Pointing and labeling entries
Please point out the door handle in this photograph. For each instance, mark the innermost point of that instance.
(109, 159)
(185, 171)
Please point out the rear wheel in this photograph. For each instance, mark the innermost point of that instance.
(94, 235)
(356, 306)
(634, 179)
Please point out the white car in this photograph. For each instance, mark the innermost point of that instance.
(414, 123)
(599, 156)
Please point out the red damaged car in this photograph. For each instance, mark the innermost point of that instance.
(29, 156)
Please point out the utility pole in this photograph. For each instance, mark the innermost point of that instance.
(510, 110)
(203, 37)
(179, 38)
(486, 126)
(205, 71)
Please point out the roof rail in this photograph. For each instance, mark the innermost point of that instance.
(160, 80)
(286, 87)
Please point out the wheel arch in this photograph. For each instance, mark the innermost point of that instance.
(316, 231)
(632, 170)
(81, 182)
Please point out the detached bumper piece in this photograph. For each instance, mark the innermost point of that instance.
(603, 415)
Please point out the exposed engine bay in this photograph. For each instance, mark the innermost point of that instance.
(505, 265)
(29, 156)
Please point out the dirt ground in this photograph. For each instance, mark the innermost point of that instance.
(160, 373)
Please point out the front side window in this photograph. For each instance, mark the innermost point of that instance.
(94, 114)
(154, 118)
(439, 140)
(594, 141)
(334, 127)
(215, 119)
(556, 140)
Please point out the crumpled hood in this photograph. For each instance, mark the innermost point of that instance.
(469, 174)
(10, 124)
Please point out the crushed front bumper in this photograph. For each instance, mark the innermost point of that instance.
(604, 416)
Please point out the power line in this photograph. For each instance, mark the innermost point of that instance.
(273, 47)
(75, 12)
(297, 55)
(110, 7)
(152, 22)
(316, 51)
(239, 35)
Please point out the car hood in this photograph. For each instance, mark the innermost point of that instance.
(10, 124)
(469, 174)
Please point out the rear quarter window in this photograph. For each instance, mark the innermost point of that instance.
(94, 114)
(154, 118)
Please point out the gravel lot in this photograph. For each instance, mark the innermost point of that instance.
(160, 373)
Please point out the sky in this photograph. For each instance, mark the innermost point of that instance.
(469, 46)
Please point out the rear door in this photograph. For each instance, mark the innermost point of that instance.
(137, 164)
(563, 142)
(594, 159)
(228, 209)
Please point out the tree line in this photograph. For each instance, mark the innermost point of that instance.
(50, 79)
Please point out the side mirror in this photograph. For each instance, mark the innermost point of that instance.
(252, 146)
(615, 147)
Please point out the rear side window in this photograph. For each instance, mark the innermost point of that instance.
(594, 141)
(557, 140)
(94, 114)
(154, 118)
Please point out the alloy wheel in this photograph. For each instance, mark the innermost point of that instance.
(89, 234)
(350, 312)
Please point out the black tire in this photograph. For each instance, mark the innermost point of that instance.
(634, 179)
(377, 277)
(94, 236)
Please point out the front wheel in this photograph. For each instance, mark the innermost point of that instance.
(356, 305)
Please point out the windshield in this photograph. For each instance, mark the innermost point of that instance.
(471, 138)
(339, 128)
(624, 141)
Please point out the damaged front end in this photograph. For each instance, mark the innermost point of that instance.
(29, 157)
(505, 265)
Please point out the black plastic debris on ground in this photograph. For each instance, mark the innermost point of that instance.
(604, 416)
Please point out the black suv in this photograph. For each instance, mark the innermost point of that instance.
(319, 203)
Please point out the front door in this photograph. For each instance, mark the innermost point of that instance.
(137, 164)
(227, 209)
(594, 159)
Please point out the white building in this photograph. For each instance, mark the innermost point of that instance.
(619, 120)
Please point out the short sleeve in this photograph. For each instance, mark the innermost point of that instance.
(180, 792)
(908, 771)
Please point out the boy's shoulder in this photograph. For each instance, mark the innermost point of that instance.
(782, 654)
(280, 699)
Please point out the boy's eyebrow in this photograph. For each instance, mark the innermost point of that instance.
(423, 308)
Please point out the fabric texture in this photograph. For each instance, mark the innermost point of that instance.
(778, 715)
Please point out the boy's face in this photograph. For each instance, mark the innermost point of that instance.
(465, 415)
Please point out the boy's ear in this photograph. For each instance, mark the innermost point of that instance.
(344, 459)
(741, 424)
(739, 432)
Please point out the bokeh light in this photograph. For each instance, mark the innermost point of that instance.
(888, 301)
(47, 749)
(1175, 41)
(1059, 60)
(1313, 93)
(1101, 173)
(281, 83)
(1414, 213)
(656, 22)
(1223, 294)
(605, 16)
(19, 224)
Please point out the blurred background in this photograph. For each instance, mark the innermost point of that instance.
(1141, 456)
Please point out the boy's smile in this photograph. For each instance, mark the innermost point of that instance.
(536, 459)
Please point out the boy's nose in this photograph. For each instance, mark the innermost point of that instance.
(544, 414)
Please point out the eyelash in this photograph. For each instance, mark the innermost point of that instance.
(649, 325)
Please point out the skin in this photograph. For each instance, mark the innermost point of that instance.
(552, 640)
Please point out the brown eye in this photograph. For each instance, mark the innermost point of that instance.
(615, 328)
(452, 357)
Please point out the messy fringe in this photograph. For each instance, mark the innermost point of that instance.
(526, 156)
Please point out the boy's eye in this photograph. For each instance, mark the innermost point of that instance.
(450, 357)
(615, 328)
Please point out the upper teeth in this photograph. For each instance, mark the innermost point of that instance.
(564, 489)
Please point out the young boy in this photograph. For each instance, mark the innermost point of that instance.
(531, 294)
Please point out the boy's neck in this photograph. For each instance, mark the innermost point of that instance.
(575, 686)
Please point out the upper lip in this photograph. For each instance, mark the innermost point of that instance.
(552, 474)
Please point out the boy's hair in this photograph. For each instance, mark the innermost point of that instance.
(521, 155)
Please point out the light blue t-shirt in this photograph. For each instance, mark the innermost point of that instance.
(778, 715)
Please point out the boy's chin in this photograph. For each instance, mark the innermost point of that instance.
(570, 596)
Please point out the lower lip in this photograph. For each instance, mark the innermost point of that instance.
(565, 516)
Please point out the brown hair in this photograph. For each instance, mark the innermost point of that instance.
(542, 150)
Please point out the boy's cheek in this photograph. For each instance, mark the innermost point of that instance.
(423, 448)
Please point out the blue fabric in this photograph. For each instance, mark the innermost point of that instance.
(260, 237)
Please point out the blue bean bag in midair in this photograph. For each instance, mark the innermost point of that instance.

- Problem to solve
Your task is to transcribe the line containing "Please point out the young" and every line after it, through the last line of the data, exactly as written and with nothing more.

- Answer below
Please point out the young boy in this photograph. For each instance, mark the innermost point of that instance.
(531, 294)
Please point out the boy's neck in this photograph. For each instance, mark the innermost point of that instance.
(575, 686)
Please point out the upper lip in this photograph. For each instance, mark the innermost point of that instance.
(552, 474)
Please point out the boy's hair in this photograph. For each instance, mark the innermost point of that instance.
(521, 155)
Please point out the light blue t-shirt in this photograph. For each instance, mark the innermost point of that instance.
(778, 715)
Please point out the boy's chin in this photograph. For each instance, mark the innermost point of that instance.
(570, 596)
Please point out the lower lip in this photograph. For each instance, mark the innermost point of that instance.
(565, 516)
Please point out the brown hair in this photograph. For each instance, mark the innermost point of that instance.
(542, 150)
Please point out the boy's cheek in this photograph. For each instance, mark the innermost point of that instance.
(423, 448)
Please point out the blue fabric in this photograph. For each instance, mark the innermost point of that instance.
(260, 237)
Please point out the blue bean bag in midair in this photograph. For each instance, mark the innermost point of that instance.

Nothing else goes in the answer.